=== TEXTE FOURNI ===
La « société de consommation » existe-t-elle vraiment ?
Le Block Friday est un mouvement né en 2019 consistant à critiquer la « société de consommation » en pointant du doigt la « surconsommation ». La méthode de lutte consiste à bloquer les magasins lors des soldes du black friday, au nom de l’écologie. Mais ce mouvement ne prend pas de recul par rapport à la consommation : il oublie que nous en sommes pas tous égaux devant les soldes black friday. Alors, nous ne « surconsommons » pas tous.
Il faut comprendre qu’il y a plusieurs types de marchandises. C’est ce que le marxiste Michel Clouscard décrivait dans Néofascisme et idéologie du désir en 1973. Selon lui, les biens se distinguent dans les catégories suivantes :
- Les biens de subsistance, qui servent à vivre. Exemples : la nourriture, les médicaments, le loyer, l’eau, etc.
- Les biens d’équipement, qui servent à mieux faire certaines tâches quotidiennes et qui, quand ils se démocratisent, deviennent nécessaires pour votre ménage ou votre travail. Exemples : une voiture, une machine à laver, un micro-ondes, un ordi de bureau, un téléphone portable, etc.
- Les biens de standing et de luxe, ceux-ci sont des biens de consommation qui sont inutiles et/ou d’une gamme assez élevée. Ils ne servent qu’à avoir un confort dont on pourrait largement se passer, ou ne servent uniquement à montrer sa richesse.
Pour Michel Clouscard, nous ne vivons pas dans une société de consommation car la plupart des travailleurs n’ont accès qu’à une partie plus ou moins limitée des biens d’équipement. Les biens de standing et de luxe (donc les vrais biens de consommation) ne sont pas ou très peu accessibles à la majorité des travailleurs. Avant 1945, la grande majorité des travailleurs, notamment les ouvriers, n’avaient que des biens de subsistance. Mais suite au Front Populaire, au CNR et au plan Marshall, ils ont peu à peu eu accès à des biens d’équipement mais pas aux biens de consommation que sont les biens de standing et de luxe. Et aujourd’hui, ces manifestants du Block Friday, c’est qu’ils se concentrent énormément sur la consommation et que certains d’entre eux pensent que toute personne qui consomme lors du black friday est en train de surconsommer voire même que tous ceux qui font le black friday sont des petits bourgeois. Ils ont probablement en tête le cliché de la bourgeoise accro au shopping.
=== ENSEMBLE DES ITEMS ===
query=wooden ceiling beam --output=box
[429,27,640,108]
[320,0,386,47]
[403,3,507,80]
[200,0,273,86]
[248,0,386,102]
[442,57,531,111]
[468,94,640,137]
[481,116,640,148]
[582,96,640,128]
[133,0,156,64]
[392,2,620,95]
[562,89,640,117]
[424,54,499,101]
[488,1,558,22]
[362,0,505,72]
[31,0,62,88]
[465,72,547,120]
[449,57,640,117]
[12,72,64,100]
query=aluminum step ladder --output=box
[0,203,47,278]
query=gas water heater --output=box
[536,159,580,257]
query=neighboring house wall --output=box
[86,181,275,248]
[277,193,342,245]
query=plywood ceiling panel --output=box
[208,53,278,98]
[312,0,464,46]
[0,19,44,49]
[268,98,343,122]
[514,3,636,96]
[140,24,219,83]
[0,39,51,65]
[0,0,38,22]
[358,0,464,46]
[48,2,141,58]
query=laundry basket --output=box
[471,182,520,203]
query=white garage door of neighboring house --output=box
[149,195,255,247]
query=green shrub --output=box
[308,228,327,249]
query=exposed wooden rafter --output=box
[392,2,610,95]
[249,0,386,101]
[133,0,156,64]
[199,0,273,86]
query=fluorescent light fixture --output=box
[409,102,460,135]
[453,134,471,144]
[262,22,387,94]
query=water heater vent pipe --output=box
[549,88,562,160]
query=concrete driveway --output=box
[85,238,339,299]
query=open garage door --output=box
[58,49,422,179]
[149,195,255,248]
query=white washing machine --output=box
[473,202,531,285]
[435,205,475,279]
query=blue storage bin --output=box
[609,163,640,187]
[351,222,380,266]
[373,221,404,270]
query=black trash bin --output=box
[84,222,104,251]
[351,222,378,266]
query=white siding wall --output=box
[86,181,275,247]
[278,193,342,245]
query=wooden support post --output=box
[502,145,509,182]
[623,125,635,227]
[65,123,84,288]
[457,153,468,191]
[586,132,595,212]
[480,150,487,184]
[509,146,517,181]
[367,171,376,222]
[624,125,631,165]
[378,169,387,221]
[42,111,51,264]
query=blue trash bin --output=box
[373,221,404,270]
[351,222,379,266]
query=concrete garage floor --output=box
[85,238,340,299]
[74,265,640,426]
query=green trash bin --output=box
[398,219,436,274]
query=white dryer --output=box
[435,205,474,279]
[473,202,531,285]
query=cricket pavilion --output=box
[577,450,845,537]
===
» **TRAVAIL DEMANDÉ**:
1. Recopiez le passage du texte fourni qui va de « - Les biens d’équipement, qui » jusqu'à « montrer sa richesse. » inclus.
2. Selon le texte fourni, en quelle année le mouvement Block Friday est-il né ?
Les items n'ont aucun rapport avec le texte fourni.

» **RÉPONSES CI-DESSOUS**:
1.
- Les biens d’équipement, qui servent à mieux faire certaines tâches quotidiennes et qui, quand ils se démocratisent, deviennent nécessaires pour votre ménage ou votre travail. Exemples : une voiture, une machine à laver, un micro-ondes, un ordi de bureau, un téléphone portable, etc.
- Les biens de standing et de luxe, ceux-ci sont des biens de consommation qui sont inutiles et/ou d’une gamme assez élevée. Ils ne servent qu’à avoir un confort dont on pourrait largement se passer, ou ne servent uniquement à montrer sa richesse.

2. En 2019.